TASK REQUIREMENTS: Which lines below contain "woman"? Copy every one of them.

EXERCISE MATERIAL:
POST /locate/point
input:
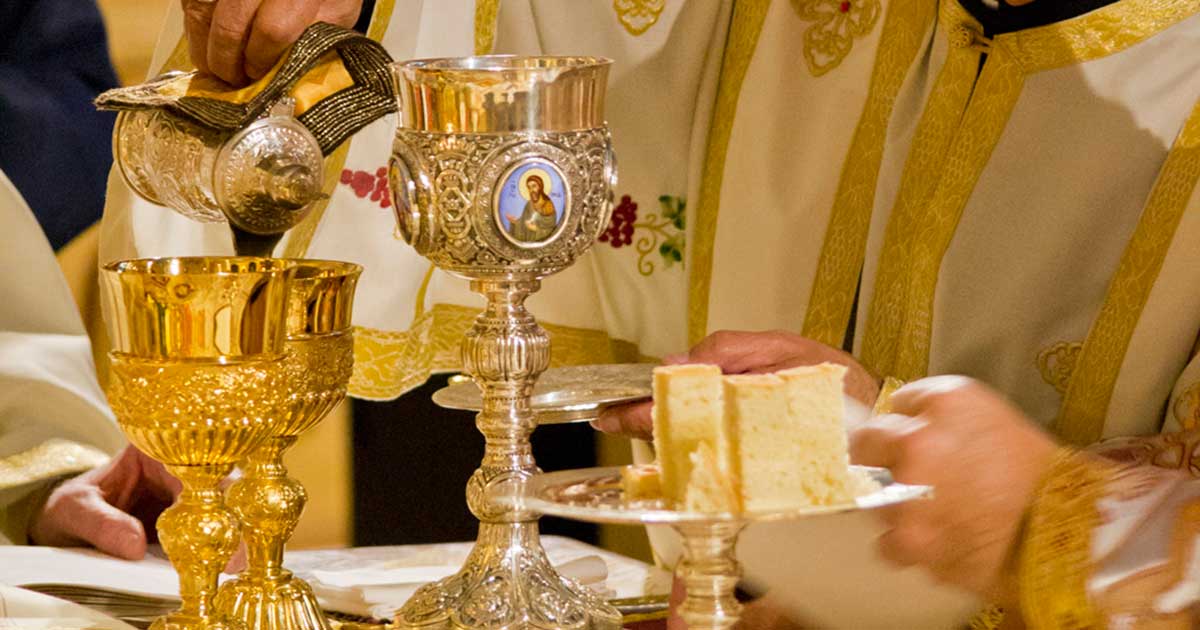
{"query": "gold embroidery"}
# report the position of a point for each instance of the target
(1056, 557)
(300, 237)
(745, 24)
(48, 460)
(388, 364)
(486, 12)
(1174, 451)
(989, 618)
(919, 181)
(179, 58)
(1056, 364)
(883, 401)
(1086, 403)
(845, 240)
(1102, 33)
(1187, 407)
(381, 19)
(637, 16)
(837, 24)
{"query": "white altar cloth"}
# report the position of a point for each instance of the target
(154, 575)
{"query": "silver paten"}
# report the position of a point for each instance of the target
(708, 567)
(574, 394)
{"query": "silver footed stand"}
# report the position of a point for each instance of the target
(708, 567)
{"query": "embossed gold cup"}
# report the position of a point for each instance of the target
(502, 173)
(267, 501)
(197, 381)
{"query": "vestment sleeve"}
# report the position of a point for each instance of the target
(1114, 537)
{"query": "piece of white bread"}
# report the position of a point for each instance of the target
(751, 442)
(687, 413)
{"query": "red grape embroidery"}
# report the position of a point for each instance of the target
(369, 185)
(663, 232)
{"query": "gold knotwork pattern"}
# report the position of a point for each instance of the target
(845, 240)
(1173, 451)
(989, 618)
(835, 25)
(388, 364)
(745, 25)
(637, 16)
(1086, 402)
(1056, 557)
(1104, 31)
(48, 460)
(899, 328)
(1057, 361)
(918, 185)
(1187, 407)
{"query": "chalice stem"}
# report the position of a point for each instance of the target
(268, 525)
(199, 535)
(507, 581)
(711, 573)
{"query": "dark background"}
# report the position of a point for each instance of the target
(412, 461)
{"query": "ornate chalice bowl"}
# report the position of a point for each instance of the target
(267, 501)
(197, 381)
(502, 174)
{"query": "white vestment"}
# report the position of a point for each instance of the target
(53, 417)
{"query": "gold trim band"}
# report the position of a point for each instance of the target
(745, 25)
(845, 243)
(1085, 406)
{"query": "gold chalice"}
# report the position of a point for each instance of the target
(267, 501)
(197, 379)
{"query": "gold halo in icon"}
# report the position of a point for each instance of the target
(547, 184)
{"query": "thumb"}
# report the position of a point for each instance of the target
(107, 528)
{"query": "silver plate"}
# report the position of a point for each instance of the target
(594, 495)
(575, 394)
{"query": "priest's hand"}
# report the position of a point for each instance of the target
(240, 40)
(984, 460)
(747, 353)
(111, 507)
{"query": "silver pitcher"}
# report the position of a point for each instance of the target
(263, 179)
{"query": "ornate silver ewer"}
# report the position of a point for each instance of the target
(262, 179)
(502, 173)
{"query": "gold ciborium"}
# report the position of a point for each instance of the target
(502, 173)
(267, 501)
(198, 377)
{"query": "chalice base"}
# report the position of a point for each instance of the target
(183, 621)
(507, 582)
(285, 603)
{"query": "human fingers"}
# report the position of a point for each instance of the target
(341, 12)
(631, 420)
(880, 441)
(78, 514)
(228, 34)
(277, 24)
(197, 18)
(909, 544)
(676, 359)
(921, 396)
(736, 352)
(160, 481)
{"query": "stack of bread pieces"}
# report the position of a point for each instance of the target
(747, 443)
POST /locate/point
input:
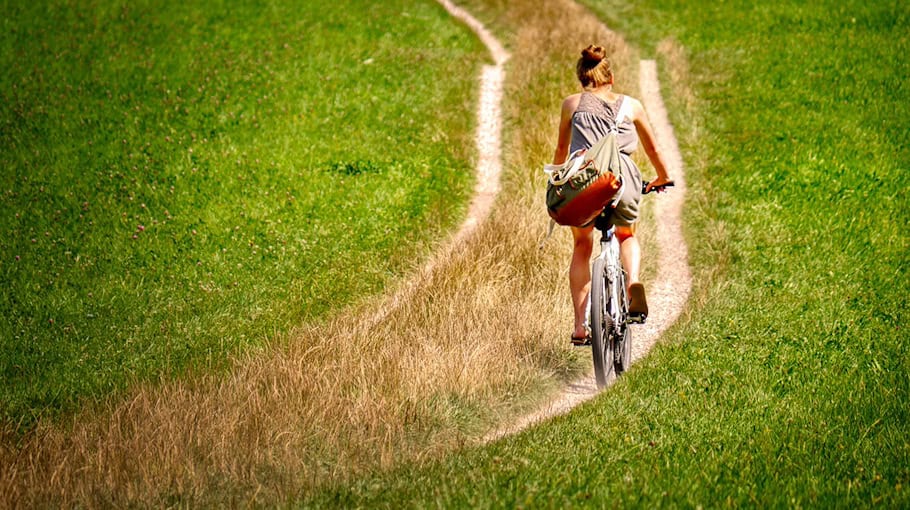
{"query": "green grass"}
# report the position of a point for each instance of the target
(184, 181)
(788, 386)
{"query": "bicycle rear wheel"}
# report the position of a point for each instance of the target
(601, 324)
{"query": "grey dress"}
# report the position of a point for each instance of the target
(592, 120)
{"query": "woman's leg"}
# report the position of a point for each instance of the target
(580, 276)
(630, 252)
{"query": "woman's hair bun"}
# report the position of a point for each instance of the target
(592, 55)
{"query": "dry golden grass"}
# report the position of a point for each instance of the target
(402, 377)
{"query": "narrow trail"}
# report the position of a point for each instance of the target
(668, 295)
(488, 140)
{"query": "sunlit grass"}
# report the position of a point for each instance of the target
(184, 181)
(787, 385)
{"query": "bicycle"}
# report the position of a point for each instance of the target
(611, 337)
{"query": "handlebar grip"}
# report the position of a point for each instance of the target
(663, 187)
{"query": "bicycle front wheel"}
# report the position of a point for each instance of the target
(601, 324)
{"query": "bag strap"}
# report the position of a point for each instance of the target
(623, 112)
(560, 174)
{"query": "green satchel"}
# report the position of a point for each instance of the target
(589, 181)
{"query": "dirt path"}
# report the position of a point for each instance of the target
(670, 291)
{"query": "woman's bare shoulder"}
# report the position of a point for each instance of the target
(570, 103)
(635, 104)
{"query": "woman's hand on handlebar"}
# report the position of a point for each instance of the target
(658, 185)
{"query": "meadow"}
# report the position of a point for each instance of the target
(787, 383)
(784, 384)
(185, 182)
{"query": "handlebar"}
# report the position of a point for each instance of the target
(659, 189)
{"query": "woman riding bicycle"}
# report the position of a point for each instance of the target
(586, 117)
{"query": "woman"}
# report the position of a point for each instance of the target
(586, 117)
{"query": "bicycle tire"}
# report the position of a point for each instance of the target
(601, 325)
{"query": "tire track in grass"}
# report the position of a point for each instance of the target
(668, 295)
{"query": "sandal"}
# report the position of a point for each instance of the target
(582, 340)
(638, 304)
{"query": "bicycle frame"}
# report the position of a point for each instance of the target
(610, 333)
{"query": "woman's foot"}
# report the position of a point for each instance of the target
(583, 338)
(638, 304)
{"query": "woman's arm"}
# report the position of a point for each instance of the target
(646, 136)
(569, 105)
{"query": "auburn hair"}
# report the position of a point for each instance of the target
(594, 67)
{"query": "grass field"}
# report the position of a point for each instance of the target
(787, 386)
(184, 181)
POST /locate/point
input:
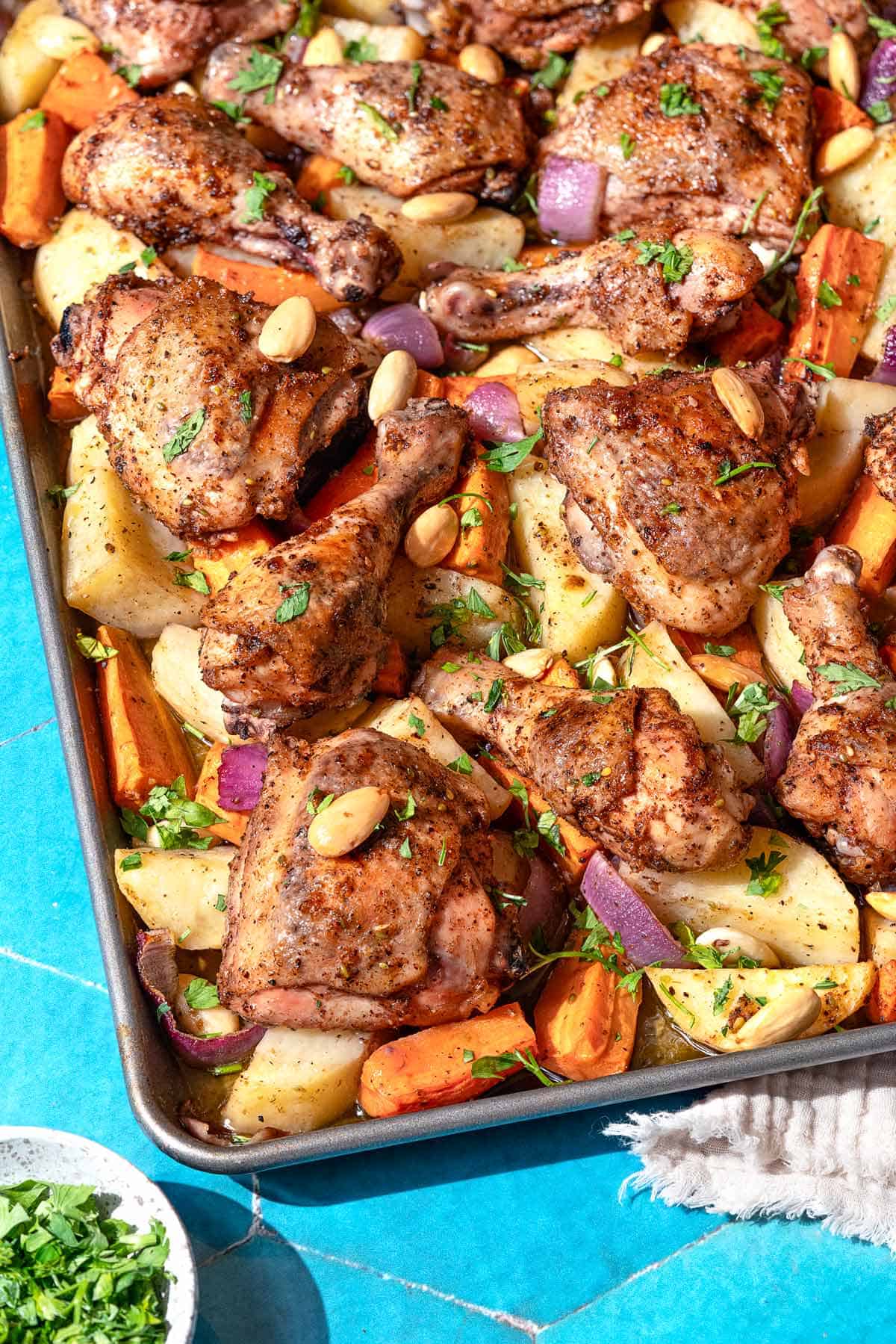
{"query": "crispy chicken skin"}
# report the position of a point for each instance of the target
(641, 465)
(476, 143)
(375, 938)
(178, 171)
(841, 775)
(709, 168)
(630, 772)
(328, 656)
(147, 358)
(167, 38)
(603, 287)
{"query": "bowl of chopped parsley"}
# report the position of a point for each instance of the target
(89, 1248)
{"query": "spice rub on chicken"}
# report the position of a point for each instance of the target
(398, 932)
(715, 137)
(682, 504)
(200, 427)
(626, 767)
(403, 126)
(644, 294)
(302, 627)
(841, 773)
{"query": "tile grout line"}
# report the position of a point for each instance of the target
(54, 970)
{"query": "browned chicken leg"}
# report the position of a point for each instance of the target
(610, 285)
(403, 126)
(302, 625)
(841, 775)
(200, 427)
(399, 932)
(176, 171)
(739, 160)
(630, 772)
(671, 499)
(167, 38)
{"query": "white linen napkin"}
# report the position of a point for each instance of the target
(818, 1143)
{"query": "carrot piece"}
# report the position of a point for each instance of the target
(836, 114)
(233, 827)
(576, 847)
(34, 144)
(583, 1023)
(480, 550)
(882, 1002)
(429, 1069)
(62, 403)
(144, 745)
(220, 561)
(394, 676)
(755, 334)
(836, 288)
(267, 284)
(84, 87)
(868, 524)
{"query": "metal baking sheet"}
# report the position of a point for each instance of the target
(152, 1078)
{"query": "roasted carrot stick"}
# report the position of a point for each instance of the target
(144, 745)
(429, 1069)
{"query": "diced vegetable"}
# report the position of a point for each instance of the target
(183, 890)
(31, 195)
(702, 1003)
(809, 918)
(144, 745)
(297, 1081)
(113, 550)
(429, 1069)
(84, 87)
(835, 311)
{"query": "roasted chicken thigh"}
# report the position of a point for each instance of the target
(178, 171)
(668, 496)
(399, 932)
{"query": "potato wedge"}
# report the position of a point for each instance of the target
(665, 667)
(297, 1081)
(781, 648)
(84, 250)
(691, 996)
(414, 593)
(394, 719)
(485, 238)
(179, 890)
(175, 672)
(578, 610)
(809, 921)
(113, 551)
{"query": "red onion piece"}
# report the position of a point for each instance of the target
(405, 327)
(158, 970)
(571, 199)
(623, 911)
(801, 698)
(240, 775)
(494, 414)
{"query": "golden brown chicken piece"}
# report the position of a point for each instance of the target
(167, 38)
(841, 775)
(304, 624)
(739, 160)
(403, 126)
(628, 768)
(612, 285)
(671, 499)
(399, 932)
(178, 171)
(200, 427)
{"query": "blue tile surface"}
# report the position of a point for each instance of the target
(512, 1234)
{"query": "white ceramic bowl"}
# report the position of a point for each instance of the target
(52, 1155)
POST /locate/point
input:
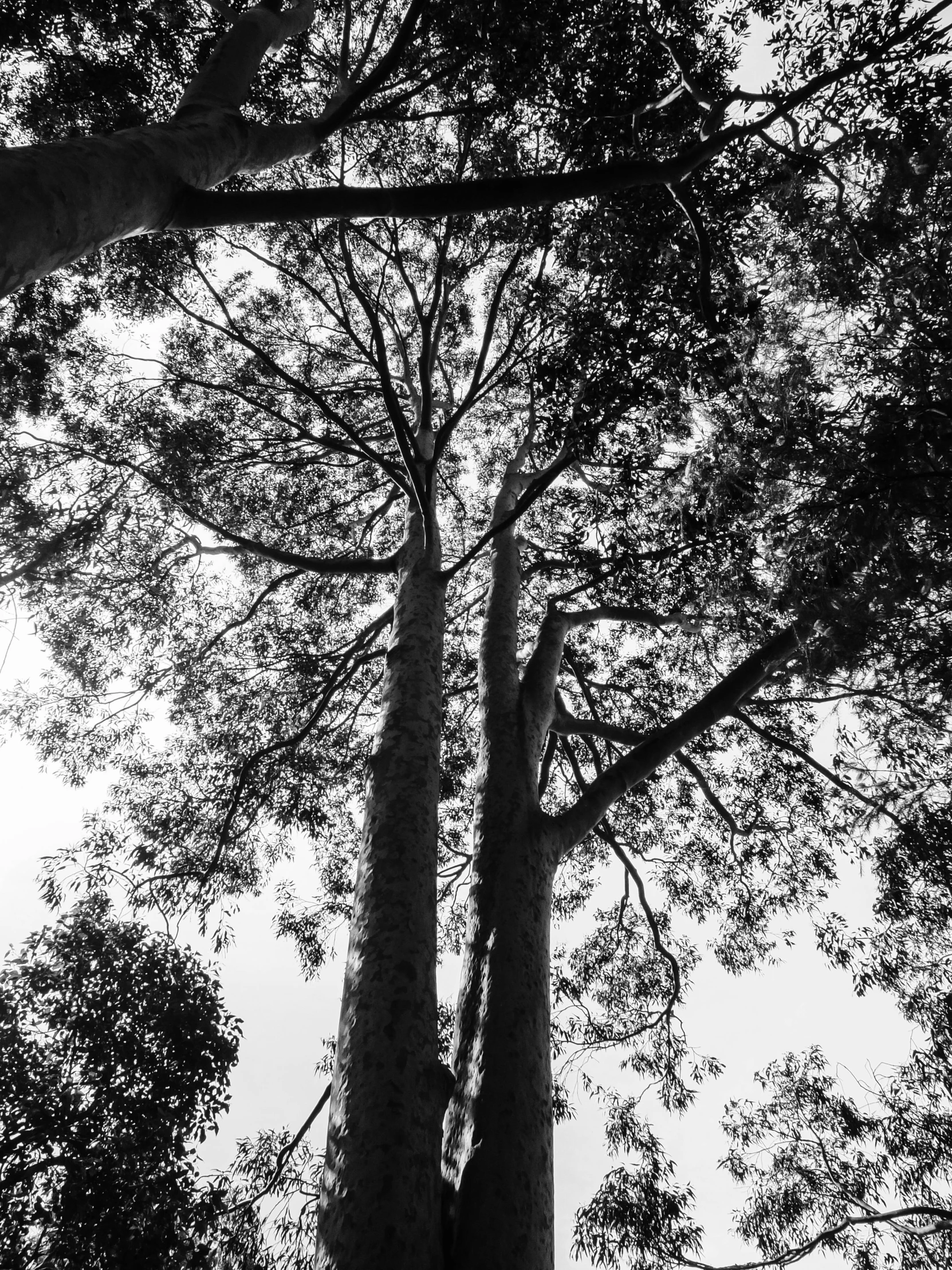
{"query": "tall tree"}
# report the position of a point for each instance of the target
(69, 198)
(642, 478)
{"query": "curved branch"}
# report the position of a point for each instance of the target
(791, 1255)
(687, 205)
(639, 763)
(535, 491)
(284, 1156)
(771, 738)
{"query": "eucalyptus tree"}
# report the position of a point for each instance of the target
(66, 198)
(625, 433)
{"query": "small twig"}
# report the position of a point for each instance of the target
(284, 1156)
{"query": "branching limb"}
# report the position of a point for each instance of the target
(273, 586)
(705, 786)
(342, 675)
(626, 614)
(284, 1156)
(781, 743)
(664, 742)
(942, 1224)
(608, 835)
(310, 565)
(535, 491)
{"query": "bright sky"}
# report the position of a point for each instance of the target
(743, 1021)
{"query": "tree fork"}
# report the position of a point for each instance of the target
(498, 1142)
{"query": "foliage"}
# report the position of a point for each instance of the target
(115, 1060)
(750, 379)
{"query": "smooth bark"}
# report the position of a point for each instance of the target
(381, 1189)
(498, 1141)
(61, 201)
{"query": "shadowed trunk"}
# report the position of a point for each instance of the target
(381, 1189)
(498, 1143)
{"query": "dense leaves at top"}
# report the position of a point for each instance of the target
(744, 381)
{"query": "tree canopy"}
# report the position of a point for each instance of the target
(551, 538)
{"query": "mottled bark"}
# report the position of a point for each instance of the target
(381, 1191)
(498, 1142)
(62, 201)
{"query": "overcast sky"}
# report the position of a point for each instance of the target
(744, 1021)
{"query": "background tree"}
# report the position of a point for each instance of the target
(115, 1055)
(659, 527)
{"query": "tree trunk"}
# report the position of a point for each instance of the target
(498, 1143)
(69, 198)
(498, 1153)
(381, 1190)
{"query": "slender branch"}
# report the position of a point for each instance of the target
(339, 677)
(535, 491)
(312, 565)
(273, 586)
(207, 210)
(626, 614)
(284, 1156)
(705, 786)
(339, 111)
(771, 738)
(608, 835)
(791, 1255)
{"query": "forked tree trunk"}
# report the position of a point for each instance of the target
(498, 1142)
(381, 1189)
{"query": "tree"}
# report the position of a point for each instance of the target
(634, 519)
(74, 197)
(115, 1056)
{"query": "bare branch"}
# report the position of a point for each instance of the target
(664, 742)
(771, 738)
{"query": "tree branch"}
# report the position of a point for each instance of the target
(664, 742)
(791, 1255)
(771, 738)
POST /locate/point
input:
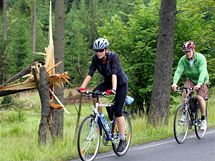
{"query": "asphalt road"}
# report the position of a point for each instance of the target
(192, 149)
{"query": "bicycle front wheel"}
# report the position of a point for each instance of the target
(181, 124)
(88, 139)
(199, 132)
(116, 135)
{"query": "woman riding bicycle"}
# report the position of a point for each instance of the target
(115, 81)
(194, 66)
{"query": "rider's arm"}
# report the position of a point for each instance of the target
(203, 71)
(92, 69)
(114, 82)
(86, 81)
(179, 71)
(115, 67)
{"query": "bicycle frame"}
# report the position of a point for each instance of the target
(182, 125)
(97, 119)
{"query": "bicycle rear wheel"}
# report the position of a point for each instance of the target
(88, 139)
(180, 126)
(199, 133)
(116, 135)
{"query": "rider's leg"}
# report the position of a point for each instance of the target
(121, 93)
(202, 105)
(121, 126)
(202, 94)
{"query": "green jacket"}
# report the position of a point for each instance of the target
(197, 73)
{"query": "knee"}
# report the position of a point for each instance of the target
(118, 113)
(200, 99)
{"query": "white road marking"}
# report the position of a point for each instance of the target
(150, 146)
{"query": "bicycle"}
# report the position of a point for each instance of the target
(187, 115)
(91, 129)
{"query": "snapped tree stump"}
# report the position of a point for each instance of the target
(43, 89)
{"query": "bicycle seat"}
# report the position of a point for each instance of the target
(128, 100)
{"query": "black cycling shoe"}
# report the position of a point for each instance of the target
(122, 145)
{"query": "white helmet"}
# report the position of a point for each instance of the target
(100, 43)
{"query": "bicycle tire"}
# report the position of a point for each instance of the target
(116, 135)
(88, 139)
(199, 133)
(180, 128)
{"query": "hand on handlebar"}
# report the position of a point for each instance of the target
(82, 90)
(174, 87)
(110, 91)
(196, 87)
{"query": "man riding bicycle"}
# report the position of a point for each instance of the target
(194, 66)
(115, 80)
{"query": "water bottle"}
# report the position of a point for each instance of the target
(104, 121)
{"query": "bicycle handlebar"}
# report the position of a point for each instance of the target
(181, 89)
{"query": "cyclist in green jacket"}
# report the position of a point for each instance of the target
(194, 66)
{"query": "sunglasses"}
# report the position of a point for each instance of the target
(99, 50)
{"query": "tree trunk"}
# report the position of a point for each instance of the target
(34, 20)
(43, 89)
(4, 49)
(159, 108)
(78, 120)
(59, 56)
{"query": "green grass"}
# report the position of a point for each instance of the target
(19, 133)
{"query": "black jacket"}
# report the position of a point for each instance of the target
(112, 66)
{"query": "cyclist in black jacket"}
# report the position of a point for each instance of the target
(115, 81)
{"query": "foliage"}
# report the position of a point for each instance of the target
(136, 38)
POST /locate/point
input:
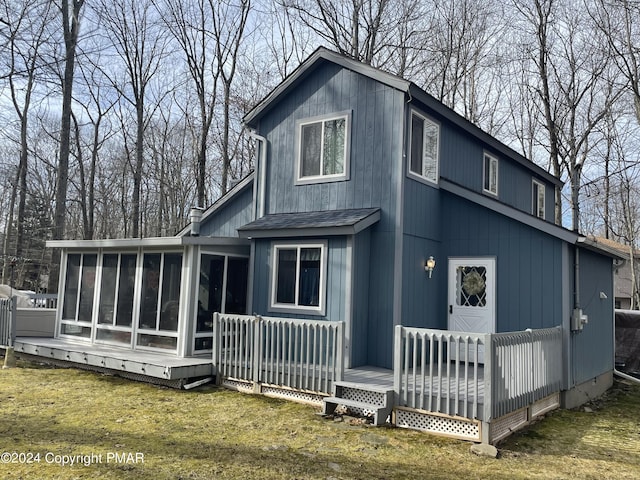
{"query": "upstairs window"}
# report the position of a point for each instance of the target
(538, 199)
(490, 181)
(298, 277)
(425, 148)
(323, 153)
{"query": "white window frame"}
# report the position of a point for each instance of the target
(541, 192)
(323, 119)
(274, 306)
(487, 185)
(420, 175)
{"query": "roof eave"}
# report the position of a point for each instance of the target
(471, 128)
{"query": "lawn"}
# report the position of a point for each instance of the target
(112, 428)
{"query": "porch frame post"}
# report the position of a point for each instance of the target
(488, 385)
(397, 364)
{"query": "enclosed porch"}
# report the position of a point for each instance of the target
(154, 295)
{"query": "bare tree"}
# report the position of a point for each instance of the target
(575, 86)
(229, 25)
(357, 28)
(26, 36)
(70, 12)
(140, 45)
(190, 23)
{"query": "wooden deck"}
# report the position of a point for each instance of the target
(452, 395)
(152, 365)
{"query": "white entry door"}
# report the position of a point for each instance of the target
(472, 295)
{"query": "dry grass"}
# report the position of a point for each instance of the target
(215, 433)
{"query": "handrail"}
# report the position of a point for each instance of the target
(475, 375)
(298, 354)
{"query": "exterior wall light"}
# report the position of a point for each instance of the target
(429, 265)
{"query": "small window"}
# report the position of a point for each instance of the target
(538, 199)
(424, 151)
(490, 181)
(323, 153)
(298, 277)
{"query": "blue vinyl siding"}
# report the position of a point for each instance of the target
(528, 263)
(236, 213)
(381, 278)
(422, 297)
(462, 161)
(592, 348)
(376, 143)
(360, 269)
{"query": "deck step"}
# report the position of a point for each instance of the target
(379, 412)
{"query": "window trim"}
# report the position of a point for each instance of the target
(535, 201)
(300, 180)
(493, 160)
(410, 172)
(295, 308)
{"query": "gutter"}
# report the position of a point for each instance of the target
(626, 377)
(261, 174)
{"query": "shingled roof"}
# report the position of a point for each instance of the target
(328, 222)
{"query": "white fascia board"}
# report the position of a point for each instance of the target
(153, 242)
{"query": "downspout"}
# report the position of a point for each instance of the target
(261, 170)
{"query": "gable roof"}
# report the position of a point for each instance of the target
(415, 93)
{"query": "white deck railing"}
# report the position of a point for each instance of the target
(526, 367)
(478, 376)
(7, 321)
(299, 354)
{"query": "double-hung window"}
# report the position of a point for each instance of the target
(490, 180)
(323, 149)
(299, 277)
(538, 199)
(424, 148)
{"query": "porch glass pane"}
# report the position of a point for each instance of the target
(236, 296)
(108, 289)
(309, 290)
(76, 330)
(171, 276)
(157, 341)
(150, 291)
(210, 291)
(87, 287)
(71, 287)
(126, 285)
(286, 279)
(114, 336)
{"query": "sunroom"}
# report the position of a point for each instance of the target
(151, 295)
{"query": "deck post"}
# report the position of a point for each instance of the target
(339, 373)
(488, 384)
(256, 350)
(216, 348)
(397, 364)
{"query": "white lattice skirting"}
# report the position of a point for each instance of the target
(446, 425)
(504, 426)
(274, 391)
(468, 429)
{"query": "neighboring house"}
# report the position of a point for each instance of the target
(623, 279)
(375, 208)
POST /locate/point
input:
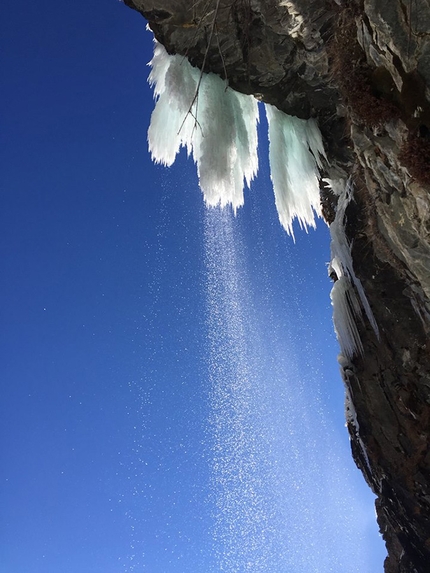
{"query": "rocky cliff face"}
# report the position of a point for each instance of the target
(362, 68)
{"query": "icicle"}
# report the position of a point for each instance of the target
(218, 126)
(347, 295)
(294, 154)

RESPONSE:
{"query": "woman's leg"}
{"query": "woman's hair bun"}
{"query": "woman's bare shoulder"}
{"query": "woman's hand on handlebar"}
{"query": "woman riding bicycle"}
{"query": "woman"}
{"query": "woman's foot"}
{"query": "woman's arm"}
{"query": "woman riding bicycle"}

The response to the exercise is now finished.